Dataset excerpts -
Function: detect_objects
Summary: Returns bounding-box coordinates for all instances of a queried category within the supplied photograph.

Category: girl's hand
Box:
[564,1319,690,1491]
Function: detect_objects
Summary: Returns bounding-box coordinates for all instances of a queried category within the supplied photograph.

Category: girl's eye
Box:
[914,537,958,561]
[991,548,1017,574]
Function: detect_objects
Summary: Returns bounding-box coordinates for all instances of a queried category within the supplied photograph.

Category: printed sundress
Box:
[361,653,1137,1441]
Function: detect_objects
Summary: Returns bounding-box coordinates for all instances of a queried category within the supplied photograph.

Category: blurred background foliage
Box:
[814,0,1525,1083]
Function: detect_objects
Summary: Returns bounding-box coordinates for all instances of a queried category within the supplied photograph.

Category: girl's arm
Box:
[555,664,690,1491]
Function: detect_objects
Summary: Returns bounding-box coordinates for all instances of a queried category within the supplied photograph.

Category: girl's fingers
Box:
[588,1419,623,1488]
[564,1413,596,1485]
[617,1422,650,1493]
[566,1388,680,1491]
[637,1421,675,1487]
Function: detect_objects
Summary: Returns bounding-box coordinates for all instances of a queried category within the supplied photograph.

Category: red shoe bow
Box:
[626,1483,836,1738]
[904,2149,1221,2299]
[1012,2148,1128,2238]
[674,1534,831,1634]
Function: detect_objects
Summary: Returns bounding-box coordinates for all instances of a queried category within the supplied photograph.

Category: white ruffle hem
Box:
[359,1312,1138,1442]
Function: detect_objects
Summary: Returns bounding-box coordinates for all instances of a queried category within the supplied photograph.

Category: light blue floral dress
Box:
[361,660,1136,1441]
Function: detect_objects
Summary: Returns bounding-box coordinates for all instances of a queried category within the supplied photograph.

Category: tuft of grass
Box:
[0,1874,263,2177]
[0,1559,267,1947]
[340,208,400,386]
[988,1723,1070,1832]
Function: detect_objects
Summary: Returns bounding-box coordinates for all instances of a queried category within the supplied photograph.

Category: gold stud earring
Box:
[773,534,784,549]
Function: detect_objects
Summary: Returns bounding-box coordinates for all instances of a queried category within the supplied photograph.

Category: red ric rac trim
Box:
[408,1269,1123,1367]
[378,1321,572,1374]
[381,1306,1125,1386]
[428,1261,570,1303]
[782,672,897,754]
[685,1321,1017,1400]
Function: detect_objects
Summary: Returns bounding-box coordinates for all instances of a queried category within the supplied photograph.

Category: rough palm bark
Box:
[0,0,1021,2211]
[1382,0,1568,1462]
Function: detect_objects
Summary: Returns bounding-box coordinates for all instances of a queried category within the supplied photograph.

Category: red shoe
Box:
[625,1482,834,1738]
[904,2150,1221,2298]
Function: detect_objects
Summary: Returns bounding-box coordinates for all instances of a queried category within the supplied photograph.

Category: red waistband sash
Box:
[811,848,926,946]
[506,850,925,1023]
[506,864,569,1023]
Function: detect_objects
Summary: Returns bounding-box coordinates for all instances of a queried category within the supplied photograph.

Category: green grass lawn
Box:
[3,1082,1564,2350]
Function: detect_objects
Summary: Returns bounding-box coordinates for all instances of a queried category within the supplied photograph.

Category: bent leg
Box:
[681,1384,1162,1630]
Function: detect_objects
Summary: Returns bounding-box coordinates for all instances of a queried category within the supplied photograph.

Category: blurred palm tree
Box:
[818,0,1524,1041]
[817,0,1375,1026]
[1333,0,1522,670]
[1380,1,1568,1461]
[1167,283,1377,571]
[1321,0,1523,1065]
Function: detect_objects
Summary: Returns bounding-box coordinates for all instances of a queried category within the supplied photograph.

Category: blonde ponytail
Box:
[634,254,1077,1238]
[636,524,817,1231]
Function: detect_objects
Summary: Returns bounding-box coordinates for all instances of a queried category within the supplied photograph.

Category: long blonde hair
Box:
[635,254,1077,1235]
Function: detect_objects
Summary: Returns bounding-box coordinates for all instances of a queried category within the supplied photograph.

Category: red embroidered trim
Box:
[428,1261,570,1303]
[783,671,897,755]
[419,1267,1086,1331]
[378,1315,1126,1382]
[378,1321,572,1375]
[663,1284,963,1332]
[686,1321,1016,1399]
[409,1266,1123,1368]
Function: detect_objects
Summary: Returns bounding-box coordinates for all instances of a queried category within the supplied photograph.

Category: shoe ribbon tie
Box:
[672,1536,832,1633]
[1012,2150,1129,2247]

What you are asked to do - Pick out each line in the material containing "grass".

Solution for this exercise -
Category: tuft of grass
Category: green grass lawn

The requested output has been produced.